Entries from a point annotation set
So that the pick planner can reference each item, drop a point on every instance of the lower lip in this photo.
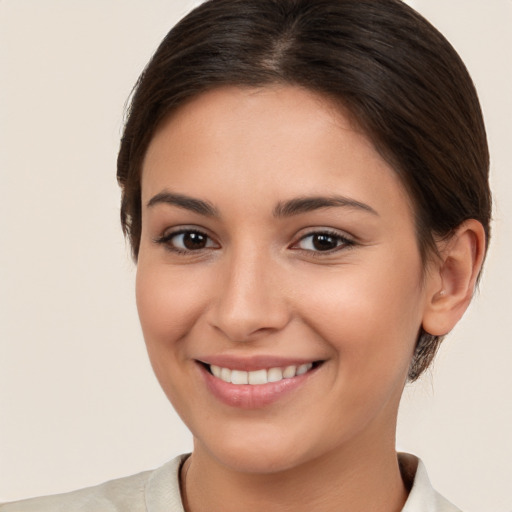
(247, 396)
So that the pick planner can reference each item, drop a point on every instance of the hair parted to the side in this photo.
(396, 74)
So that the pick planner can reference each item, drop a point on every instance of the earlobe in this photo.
(453, 278)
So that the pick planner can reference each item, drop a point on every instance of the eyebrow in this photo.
(307, 204)
(289, 208)
(185, 202)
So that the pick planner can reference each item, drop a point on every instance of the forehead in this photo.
(271, 141)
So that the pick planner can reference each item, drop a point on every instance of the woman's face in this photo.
(276, 241)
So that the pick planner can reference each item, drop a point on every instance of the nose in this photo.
(251, 300)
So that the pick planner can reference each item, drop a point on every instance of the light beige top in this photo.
(159, 491)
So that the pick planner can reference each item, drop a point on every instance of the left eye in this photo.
(322, 242)
(189, 240)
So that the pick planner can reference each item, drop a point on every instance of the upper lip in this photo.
(254, 362)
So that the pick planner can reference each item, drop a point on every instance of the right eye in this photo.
(186, 241)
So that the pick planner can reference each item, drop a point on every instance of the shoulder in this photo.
(150, 491)
(422, 497)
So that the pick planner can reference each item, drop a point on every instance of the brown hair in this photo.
(399, 77)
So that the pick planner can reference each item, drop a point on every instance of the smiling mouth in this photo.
(260, 377)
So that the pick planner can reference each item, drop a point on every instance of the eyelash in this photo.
(343, 242)
(166, 240)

WHAT THE TASK REQUIRES
Return the lines beginning at the one that contains "nose in this photo." and continuing through the last line of the data, exactly as they stand and without any others.

EXPECTED ANSWER
So that the pick planner can reference each item, drop a point on every instance of the nose in this photo.
(251, 300)
So that the pick planner can reference each item, drop a point on every instance of the light beige top in this photo.
(159, 491)
So that the pick planner can reference each item, drop a point on every instance of the left eye in this photo.
(322, 242)
(189, 240)
So that the pick planner can reference each item, drop a point on every instance of the upper lip in this photo.
(254, 362)
So that the pick planner can reference each item, drop a point on every instance of the right eye in this photo.
(186, 241)
So that the pick planner can reference each item, drop a point on every instance of the shoulder in this photo.
(150, 491)
(422, 497)
So that the pick planner can reference each item, drop a point on every instance of the brown hair in this photo.
(399, 77)
So that the pick planner can reference each item, drop a point on every instance of the smiling mouth in this photo.
(260, 377)
So that the pick planner can reference each item, drop a point on every instance of the eyelash in this photo.
(343, 242)
(166, 240)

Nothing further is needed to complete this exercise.